Saat iseng aku upload foto dumpling buatanku sendiri di instagram yang dishare ke akun Twitter dan Facebook, ada beberapa pertanyaan yang diajukan teman sebagai bentuk respon dari foto dumplingku itu. Bahkan beberapa teman diantaranya bertanya, bagaimana cara membuat si suei jiau ini.
Baiklah, meski penuh perjuangan dan gelak tawa, akhirnya berhasil juga keluarga menikmati dumpling perdana buatan sendiri ini.
Behind the story of Dumpling made in my self, here we go…!
Sejak pulang dari Taiwan, banyak rencana membuat sendiri makanan khas yang selalu aku cicipi di Taiwan. Seperti minuman the chenchu naicha, chi bai, oseng paria dengan kedelai hitam dan atau telur asin, tumis rebung dan dumpling.
Namun tidak mudah melaksanakan semua itu karena keterbatasan bahan-bahan. Kadang kalau mau buat sesuatu, ada bahan satu, tidak ada bahan lain, akhirnya batal membuatnya. Selalu begitu. Akhirnya jadi malas.
Baru dua minggu lalu, saat main ke hypermart, di tempat sayuran aku melihat ‘jhung’ daun bawang (ternyata di tempatku istilahnya daun kucai) yang jadi bahan pembuat isi dumpling. Aku langsung ambil semua karena biasanya daun itu yang sangat susah aku cari. Banyak juga daun bawang biasa.
Mencari bahan lain kulit pangsitnya, ternyata malah tidak ada. Tapi pikirku kulit pangsit bisa buat di rumah. Tidak masalah.
Setibanya di rumah, langsung memberitahu suami kalau aku mau buat dumpling. Ya, harus ‘seizin’ suami, karena kalau aku mau masak, harus ada yang mengasuh Fahmi, anak kami. Dengan begitu bisa tenang mengerjakannya.
Cari terus mencari kulit pangsit dari pasar ke pasar ternyata kosong. Banyak juga kulit lumpia. Wah, itu kan beda…
Karena takut daun bawang kucainya keburu tidak segar, suami menyerankan buat sendiri saja kulit pangsitnya. Ayah Fahmi menyatakan siap membuatnya. Sementara aku membuat adonan isi dumpling.

□ □ □

**Tujuan Latihan:**
Salin persis bagian tulisan tentang membuat dumpling di atas, dari "Namun tidak mudah" sampai "Akhirnya jadi malas.".

□ □ □

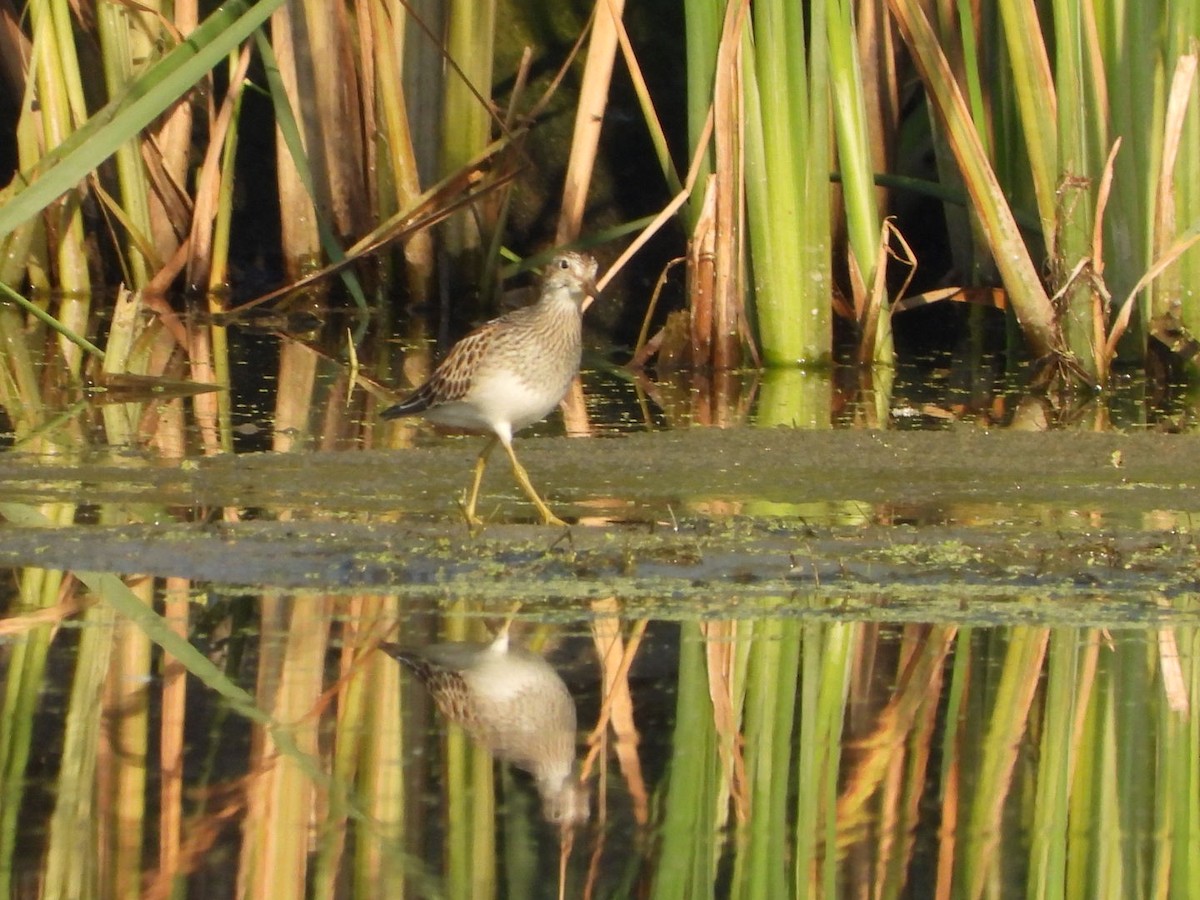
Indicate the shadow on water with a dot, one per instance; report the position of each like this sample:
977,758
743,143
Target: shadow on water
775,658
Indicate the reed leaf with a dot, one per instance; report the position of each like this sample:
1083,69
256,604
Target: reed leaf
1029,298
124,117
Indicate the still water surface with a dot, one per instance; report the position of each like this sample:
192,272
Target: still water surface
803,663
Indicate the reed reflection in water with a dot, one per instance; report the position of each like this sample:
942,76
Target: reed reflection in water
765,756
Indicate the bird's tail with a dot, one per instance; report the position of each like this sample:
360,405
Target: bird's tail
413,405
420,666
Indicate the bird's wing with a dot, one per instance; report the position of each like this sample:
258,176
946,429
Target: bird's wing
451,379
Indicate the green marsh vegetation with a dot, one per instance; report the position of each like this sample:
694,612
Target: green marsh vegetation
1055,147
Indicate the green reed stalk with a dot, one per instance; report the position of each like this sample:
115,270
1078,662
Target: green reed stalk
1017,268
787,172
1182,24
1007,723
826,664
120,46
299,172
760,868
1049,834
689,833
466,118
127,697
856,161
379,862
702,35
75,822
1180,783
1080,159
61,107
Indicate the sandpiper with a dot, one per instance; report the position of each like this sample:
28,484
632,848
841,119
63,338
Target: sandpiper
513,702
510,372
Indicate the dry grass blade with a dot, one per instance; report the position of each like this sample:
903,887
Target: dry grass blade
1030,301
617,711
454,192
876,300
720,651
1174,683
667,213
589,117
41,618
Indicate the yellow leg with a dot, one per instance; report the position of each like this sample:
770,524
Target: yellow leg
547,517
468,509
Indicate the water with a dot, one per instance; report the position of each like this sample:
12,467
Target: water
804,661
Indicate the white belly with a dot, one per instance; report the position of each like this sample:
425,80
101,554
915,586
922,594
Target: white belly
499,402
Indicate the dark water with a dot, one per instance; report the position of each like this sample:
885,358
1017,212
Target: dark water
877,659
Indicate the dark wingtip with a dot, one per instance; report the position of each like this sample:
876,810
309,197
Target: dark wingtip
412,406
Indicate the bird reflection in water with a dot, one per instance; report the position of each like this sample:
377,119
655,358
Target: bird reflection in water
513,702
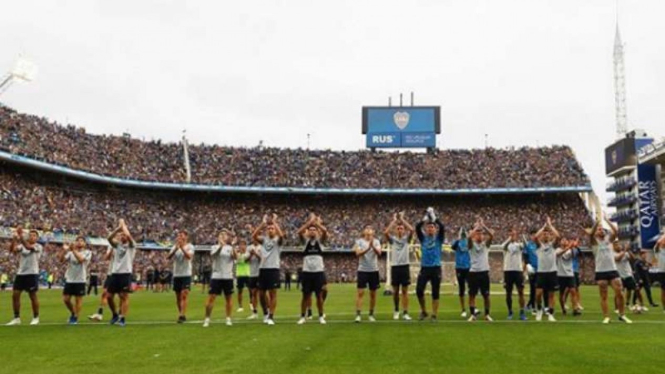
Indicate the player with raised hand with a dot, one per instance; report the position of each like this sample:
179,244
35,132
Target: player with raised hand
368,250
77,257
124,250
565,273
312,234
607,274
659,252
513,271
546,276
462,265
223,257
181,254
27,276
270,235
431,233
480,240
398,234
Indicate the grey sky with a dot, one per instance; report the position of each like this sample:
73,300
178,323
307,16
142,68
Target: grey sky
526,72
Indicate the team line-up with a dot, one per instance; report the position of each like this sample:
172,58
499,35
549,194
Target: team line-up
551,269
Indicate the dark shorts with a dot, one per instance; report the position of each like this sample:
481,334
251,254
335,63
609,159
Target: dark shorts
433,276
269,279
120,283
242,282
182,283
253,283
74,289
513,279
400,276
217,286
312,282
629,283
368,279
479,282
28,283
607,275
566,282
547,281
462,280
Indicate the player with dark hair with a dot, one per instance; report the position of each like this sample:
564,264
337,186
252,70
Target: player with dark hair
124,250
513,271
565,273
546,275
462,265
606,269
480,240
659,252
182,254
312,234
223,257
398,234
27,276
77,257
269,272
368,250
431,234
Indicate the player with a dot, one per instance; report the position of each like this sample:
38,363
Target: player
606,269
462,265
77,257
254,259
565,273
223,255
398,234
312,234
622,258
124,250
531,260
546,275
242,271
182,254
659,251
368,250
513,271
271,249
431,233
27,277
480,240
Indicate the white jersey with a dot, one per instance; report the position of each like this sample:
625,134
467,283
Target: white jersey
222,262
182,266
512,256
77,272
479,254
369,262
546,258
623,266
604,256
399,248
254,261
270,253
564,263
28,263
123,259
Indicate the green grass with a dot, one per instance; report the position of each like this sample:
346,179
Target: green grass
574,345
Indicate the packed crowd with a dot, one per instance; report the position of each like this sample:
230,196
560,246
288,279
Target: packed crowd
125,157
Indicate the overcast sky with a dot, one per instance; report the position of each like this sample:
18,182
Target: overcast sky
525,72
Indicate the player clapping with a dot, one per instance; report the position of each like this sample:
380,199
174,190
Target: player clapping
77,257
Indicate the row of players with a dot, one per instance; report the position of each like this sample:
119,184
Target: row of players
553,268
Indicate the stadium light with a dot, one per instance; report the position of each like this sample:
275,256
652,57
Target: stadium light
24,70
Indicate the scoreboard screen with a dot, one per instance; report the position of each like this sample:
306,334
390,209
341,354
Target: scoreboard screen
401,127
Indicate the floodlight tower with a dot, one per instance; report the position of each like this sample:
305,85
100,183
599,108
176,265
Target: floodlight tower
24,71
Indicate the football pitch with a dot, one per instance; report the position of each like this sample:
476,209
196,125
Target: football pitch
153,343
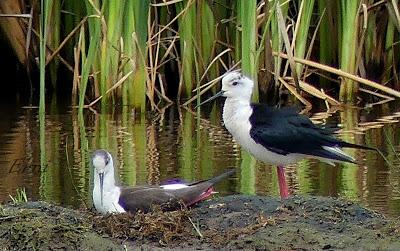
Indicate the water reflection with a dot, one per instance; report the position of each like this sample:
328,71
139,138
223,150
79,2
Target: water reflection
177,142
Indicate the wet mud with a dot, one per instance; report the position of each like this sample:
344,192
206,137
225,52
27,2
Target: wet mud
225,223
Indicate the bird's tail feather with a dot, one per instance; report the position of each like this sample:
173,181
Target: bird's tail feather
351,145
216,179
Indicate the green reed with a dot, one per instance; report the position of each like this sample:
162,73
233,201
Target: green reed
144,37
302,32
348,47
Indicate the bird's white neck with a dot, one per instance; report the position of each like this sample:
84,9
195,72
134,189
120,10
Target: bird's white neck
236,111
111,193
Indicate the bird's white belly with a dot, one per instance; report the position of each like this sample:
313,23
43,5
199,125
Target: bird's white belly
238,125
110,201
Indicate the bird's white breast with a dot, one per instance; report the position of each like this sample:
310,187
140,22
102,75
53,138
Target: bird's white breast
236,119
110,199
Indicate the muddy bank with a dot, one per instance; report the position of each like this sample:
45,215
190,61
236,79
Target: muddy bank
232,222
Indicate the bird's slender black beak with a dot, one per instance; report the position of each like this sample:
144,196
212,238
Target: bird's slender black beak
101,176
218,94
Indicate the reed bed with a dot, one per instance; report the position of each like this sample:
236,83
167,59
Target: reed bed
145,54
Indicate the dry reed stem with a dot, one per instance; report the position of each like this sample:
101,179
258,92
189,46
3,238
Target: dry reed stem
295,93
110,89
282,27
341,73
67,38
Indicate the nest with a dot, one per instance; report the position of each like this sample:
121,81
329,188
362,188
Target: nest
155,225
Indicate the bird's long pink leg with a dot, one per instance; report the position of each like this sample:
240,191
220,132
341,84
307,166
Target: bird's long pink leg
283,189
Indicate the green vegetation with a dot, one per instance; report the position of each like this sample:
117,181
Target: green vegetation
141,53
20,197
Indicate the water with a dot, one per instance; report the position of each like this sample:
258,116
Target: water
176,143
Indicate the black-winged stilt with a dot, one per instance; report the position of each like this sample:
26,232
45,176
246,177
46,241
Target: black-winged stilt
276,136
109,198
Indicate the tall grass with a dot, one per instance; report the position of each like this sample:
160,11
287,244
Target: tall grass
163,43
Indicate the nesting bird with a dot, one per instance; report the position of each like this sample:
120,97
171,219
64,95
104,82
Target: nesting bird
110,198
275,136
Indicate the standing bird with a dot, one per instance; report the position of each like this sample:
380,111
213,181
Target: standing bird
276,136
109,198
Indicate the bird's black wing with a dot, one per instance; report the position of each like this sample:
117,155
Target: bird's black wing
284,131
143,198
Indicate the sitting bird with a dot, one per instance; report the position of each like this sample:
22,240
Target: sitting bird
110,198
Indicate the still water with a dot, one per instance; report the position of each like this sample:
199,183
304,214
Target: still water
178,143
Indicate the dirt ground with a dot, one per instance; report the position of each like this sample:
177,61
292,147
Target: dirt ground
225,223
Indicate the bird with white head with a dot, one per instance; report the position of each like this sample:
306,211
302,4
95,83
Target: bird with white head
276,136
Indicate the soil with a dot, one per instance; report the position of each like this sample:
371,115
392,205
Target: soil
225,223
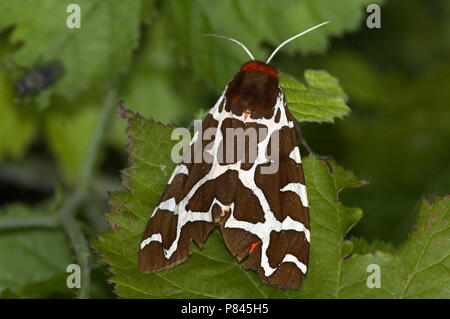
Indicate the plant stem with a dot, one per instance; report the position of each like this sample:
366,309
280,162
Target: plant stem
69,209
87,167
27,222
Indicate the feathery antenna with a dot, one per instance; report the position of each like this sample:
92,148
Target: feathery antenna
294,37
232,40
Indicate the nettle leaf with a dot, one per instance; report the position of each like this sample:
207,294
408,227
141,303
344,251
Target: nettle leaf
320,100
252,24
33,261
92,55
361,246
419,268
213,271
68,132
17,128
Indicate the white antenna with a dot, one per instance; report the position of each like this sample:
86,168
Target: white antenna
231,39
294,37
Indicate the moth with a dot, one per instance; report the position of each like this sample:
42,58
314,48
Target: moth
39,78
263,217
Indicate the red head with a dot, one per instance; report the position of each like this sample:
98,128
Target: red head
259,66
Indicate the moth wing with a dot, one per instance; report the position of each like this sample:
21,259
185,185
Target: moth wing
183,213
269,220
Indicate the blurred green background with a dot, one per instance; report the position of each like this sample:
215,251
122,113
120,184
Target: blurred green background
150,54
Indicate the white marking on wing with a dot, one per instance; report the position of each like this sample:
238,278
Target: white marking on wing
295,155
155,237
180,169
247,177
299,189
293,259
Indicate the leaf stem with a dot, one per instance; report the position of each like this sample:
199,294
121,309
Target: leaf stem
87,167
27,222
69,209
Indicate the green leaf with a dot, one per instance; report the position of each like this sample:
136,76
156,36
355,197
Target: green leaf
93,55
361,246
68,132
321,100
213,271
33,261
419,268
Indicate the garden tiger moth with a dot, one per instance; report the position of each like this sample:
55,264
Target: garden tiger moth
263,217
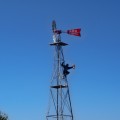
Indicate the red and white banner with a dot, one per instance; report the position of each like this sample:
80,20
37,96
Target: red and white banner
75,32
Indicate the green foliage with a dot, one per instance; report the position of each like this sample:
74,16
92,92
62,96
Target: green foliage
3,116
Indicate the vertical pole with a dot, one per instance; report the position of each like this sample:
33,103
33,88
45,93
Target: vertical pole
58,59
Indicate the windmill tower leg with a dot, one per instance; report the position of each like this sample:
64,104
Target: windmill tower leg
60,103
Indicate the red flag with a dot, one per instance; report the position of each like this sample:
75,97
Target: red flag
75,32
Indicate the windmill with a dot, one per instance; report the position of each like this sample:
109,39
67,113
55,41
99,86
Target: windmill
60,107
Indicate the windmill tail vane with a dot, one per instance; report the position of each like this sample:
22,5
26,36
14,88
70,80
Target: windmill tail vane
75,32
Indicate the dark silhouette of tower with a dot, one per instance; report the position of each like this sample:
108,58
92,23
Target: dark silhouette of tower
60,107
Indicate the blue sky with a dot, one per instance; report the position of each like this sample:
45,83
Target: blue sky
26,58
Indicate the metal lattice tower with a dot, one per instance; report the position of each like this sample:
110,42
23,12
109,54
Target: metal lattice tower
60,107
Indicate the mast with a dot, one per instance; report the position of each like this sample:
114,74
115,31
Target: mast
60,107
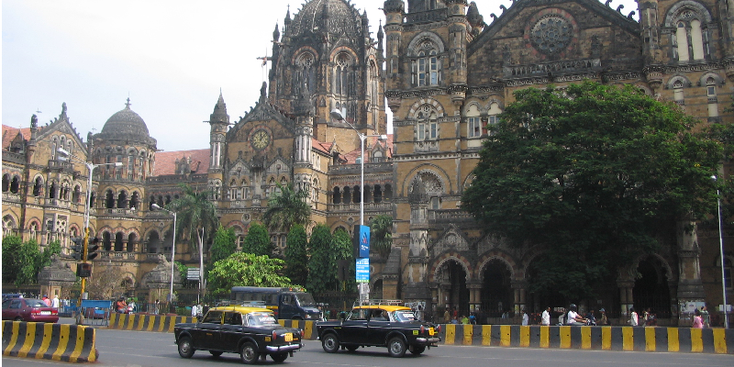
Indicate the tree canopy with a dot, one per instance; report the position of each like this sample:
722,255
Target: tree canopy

□ □ □

**Latihan Selesai:**
Namun tidak mudah melaksanakan semua itu karena keterbatasan bahan-bahan. Kadang kalau mau buat sesuatu, ada bahan satu, tidak ada bahan lain, akhirnya batal membuatnya. Selalu begitu. Akhirnya jadi malas.